[Image point grounding data]
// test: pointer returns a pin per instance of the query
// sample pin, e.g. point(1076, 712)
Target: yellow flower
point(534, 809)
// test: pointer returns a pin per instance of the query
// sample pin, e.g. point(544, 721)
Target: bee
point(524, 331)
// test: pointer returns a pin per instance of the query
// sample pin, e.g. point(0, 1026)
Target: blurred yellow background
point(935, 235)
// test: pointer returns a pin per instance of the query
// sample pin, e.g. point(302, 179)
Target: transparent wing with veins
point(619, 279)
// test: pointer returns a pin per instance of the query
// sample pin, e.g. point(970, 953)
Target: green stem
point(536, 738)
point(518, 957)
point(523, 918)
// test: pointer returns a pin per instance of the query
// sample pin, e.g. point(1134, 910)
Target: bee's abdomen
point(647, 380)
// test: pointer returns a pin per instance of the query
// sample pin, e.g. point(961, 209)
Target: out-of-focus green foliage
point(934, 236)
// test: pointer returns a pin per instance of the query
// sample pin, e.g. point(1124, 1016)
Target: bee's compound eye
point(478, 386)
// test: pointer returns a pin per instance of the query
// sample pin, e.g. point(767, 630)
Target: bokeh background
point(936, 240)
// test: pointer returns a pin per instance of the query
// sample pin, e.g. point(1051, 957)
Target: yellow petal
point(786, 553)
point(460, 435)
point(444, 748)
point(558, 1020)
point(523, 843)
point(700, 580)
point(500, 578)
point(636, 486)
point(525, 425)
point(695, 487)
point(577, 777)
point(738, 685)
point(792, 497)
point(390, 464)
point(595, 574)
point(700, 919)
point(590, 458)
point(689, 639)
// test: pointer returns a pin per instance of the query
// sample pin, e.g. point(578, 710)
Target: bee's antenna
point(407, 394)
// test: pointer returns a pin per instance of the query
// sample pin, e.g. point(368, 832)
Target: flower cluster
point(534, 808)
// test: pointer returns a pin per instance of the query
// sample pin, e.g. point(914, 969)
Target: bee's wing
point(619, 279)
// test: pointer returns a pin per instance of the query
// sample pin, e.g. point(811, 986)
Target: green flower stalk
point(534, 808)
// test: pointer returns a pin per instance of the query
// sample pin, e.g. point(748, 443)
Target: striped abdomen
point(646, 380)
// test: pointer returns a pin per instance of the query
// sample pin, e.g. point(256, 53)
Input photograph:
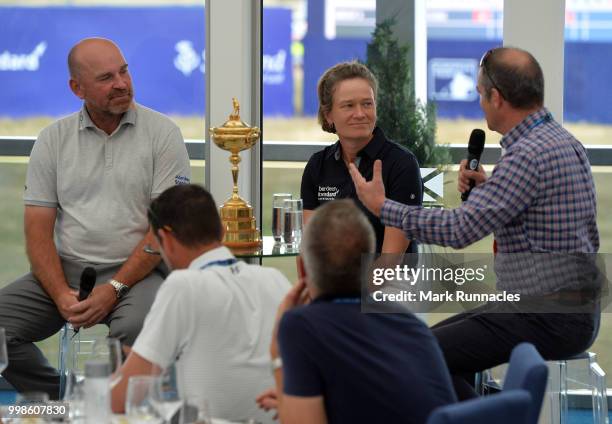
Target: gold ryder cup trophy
point(236, 214)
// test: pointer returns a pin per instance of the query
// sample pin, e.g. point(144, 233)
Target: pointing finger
point(356, 175)
point(377, 177)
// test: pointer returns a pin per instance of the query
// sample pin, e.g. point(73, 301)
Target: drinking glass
point(142, 395)
point(3, 354)
point(278, 200)
point(294, 222)
point(108, 349)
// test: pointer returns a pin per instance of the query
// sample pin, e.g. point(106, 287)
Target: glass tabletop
point(269, 249)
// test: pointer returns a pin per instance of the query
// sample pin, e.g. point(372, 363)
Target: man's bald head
point(86, 50)
point(517, 75)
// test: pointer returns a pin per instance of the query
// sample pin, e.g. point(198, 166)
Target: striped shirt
point(540, 198)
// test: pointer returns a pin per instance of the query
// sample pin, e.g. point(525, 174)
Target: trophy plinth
point(236, 214)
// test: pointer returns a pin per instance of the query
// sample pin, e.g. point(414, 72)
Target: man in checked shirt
point(539, 203)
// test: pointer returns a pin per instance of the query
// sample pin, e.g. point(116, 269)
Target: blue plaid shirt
point(540, 198)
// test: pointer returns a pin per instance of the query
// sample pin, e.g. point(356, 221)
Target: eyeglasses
point(483, 65)
point(149, 249)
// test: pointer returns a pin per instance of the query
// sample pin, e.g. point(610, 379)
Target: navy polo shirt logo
point(327, 193)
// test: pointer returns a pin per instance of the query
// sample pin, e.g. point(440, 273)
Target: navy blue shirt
point(370, 368)
point(326, 177)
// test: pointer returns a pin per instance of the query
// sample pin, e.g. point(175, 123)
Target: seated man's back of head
point(363, 367)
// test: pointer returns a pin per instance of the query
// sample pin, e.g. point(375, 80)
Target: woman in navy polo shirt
point(347, 107)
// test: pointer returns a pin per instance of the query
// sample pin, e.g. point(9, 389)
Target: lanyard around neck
point(221, 262)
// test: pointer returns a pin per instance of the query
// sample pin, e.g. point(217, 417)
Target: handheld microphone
point(475, 148)
point(88, 280)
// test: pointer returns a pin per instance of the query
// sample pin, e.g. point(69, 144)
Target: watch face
point(122, 291)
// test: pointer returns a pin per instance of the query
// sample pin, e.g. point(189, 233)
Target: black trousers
point(484, 338)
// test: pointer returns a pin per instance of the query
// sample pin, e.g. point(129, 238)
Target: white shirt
point(102, 184)
point(216, 321)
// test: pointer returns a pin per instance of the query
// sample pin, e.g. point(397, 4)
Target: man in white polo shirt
point(90, 180)
point(213, 315)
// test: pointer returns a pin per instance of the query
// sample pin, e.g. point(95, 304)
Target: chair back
point(507, 407)
point(528, 371)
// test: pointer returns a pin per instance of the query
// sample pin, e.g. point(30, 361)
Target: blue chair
point(507, 407)
point(527, 370)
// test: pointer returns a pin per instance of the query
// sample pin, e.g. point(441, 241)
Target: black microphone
point(88, 280)
point(475, 148)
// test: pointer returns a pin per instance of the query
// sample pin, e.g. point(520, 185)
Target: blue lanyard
point(540, 121)
point(221, 262)
point(353, 300)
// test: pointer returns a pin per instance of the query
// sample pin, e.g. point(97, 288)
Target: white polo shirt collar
point(129, 117)
point(218, 254)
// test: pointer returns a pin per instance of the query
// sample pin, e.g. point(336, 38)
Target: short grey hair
point(335, 240)
point(521, 83)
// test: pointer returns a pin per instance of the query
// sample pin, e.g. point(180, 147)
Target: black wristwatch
point(120, 288)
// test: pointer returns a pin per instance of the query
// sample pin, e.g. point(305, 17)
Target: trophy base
point(240, 225)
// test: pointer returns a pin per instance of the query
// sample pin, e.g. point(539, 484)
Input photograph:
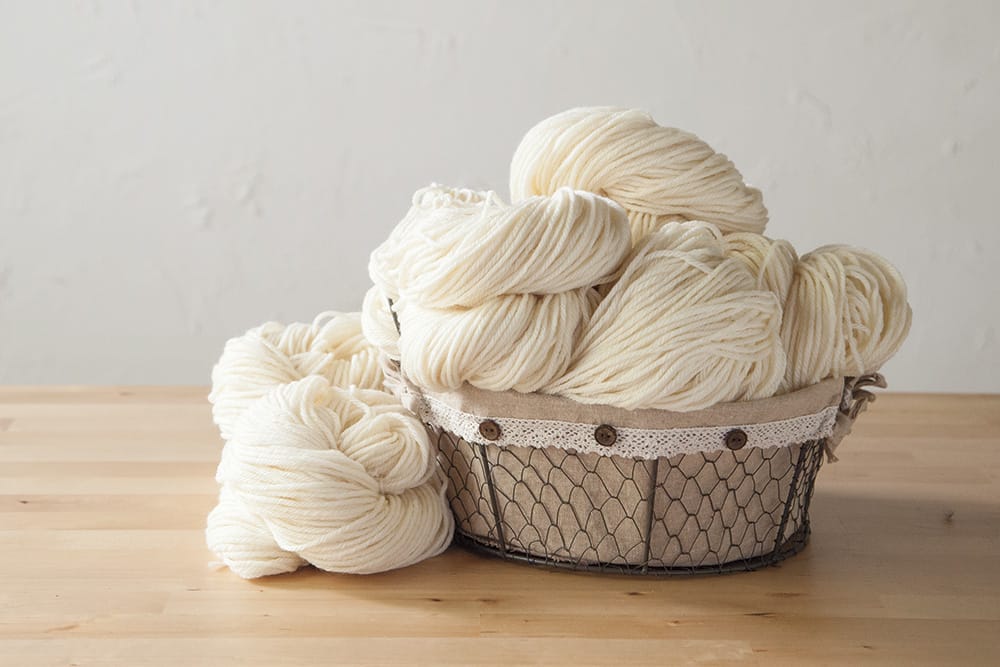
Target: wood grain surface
point(104, 492)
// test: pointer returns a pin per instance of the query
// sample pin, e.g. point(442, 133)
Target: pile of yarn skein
point(630, 269)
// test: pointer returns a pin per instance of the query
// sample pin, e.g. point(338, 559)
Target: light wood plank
point(104, 492)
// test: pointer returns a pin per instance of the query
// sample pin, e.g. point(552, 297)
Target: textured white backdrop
point(172, 173)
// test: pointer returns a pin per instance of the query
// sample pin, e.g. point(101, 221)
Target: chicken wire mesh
point(692, 513)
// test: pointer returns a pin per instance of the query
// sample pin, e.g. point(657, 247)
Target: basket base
point(795, 543)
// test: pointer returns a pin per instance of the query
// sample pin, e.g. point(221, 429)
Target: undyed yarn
point(378, 323)
point(513, 341)
point(684, 327)
point(343, 477)
point(491, 294)
point(333, 347)
point(659, 174)
point(461, 247)
point(771, 261)
point(846, 314)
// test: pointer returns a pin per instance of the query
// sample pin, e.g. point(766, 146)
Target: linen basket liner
point(539, 420)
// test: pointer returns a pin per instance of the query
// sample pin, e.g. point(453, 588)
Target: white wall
point(172, 173)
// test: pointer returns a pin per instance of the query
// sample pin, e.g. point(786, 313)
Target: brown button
point(605, 435)
point(736, 438)
point(489, 429)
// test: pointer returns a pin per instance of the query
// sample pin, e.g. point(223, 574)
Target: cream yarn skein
point(771, 261)
point(344, 479)
point(491, 294)
point(659, 174)
point(378, 324)
point(333, 347)
point(513, 341)
point(682, 329)
point(460, 247)
point(846, 314)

**Exercise directions**
Please restate the records word for word. Go from the first line to the line with "e.g. point(1051, 957)" and include both.

**Problem solution**
// test: pointer returns a pin per instance of the query
// sample pin, e.g. point(1076, 712)
Target: yellow flower
point(534, 809)
// test: pointer returns a pin per instance of the query
// sample pin, e.g. point(544, 721)
Target: bee
point(524, 331)
// test: pointer returns a pin per instance of the query
// sample pin, e.g. point(0, 1026)
Target: blurred yellow background
point(935, 235)
// test: pointer returns a pin per instance of the query
// sample pin, e.g. point(302, 179)
Target: transparent wing with veins
point(619, 279)
// test: pointer returns a pin per instance of the query
// sample pin, e.g. point(970, 953)
Target: green stem
point(536, 738)
point(518, 957)
point(523, 918)
// test: pointer returns a pin per instance of the query
// sample pin, e.g. point(1134, 910)
Target: bee's abdomen
point(647, 380)
// test: pointer returns a pin per instance of the query
// sample pin, e.g. point(961, 209)
Target: out-of-focus green foliage
point(934, 236)
// test: pointer returns a pin per instance of the query
// sample pin, e.g. point(1124, 1016)
Target: bee's compound eye
point(478, 386)
// test: pointer returns a pin per instance of the query
// sample pin, e.g. point(767, 630)
Target: bokeh background
point(936, 240)
// test: pointer returns a pin per instance of the query
// sample pin, e.g. point(1051, 957)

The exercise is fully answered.